- _What you are asked to do_: Exactly reproduce the lines from the line that has "Query: brick courthouse building" down to the last line of the entries, inclusive.

- _Data for review_:
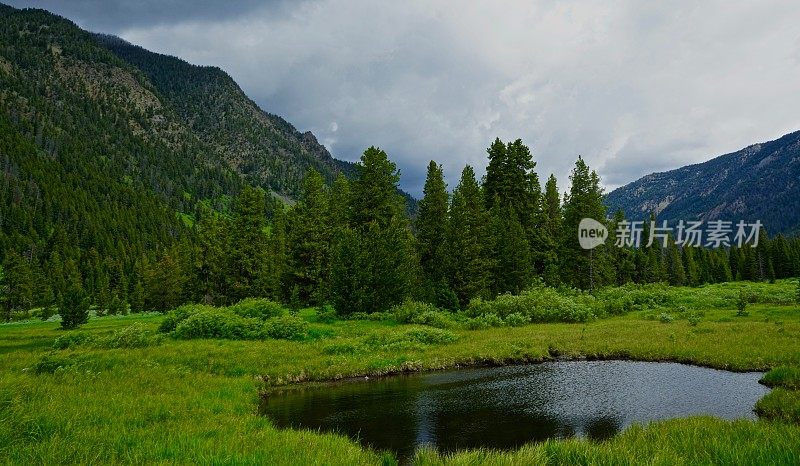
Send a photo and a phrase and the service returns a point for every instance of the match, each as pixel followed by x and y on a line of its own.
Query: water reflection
pixel 506 407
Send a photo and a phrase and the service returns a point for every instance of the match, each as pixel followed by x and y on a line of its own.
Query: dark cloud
pixel 632 86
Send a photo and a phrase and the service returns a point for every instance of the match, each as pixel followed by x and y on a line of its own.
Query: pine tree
pixel 248 268
pixel 690 266
pixel 585 269
pixel 309 243
pixel 781 257
pixel 513 268
pixel 74 303
pixel 339 207
pixel 551 232
pixel 17 285
pixel 276 259
pixel 675 270
pixel 373 266
pixel 468 241
pixel 797 296
pixel 431 225
pixel 209 258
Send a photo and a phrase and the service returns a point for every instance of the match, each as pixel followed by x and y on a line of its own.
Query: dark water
pixel 505 407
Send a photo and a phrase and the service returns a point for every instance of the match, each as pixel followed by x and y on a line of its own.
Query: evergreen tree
pixel 513 268
pixel 468 241
pixel 585 269
pixel 276 265
pixel 210 258
pixel 551 233
pixel 781 257
pixel 74 304
pixel 17 285
pixel 431 224
pixel 622 258
pixel 248 268
pixel 309 243
pixel 373 266
pixel 164 281
pixel 690 266
pixel 676 271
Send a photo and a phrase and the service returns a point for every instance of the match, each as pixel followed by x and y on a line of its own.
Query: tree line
pixel 353 245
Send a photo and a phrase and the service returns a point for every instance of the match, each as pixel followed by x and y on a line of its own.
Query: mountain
pixel 106 146
pixel 264 148
pixel 759 182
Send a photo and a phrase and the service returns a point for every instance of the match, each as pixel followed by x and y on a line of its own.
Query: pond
pixel 506 407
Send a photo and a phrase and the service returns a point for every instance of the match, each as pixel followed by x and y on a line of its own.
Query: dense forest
pixel 120 193
pixel 353 246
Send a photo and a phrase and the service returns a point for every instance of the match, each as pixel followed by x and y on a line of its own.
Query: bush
pixel 287 327
pixel 429 336
pixel 71 339
pixel 797 292
pixel 432 319
pixel 132 336
pixel 373 316
pixel 539 304
pixel 172 319
pixel 484 321
pixel 257 308
pixel 406 312
pixel 49 364
pixel 218 324
pixel 516 320
pixel 326 314
pixel 74 308
pixel 741 304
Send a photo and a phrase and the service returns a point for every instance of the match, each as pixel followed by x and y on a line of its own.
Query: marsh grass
pixel 195 401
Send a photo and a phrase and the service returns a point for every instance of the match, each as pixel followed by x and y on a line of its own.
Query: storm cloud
pixel 634 87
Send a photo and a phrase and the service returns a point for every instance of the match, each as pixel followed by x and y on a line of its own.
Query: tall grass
pixel 195 401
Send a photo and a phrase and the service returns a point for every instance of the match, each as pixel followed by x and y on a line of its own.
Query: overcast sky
pixel 634 87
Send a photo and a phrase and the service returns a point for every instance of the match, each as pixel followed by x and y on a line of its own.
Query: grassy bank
pixel 140 396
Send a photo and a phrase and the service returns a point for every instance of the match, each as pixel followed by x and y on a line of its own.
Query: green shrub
pixel 219 324
pixel 433 319
pixel 408 310
pixel 72 339
pixel 741 303
pixel 343 349
pixel 172 319
pixel 287 327
pixel 619 306
pixel 784 376
pixel 429 336
pixel 797 292
pixel 373 316
pixel 516 320
pixel 540 304
pixel 132 336
pixel 49 364
pixel 259 308
pixel 484 321
pixel 326 314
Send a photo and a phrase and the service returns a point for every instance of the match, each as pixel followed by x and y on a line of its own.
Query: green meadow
pixel 118 390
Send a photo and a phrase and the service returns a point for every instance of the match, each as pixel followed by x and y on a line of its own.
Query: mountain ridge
pixel 741 185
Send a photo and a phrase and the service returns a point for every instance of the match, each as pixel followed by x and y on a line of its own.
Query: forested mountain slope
pixel 759 182
pixel 264 148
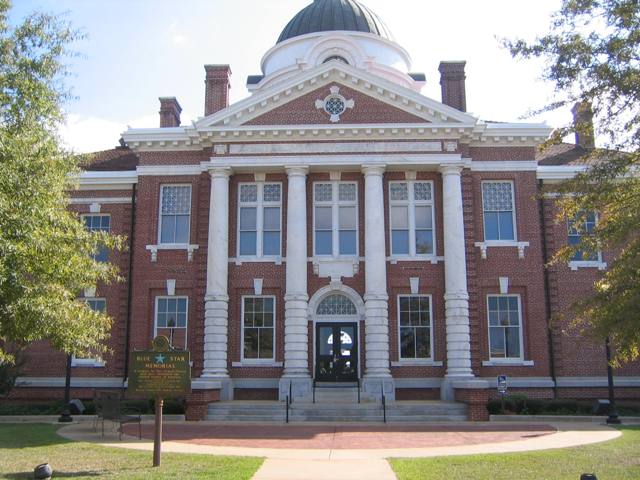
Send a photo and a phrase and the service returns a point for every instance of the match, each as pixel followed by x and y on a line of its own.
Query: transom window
pixel 171 320
pixel 259 225
pixel 98 223
pixel 97 305
pixel 498 210
pixel 175 214
pixel 583 224
pixel 336 305
pixel 414 322
pixel 505 327
pixel 412 218
pixel 258 328
pixel 335 218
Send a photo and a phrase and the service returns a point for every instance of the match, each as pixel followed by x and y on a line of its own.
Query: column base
pixel 372 388
pixel 298 387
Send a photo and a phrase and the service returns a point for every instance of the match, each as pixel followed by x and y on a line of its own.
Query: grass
pixel 22 447
pixel 615 460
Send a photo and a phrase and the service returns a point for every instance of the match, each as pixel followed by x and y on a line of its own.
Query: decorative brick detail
pixel 198 402
pixel 476 400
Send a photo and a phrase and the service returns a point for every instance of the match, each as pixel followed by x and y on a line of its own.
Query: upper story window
pixel 414 323
pixel 498 211
pixel 258 328
pixel 335 219
pixel 171 320
pixel 411 216
pixel 505 327
pixel 175 214
pixel 98 223
pixel 583 225
pixel 259 224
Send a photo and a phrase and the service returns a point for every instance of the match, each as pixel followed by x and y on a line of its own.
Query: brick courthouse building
pixel 338 226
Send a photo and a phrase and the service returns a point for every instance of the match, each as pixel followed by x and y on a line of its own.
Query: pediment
pixel 297 101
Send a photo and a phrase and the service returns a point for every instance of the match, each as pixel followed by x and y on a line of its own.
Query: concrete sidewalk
pixel 349 464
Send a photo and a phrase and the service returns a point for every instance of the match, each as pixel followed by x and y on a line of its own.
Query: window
pixel 411 216
pixel 414 319
pixel 259 225
pixel 175 214
pixel 258 328
pixel 505 327
pixel 171 320
pixel 97 305
pixel 335 206
pixel 499 214
pixel 98 223
pixel 577 230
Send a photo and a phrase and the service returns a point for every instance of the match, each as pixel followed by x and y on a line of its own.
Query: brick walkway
pixel 345 437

- _Response for this exercise_:
Query: brick courthouse building
pixel 338 226
Send a photo and a phrase and the service returns a point for every instance of the match, each as pixel followed by x and y on a line of its own.
Query: pediment
pixel 297 101
Send a photo and a phrase and the service returns a point for every instance of the match, each as pixel followed by x and y on a line of its own.
Query: concrete sidewalk
pixel 349 464
Send a photo and a phrase and the service returns a point for every instance of the match, each as pixel followed by x and y on a line of its own.
Query: window
pixel 411 216
pixel 414 319
pixel 259 225
pixel 175 214
pixel 258 328
pixel 505 327
pixel 171 320
pixel 97 305
pixel 335 206
pixel 499 214
pixel 98 223
pixel 577 230
Send a photo and a phrase and the service returns a point for every instance of the match, each as pixel followed by x and y on a line of its own.
Query: brick walkway
pixel 345 437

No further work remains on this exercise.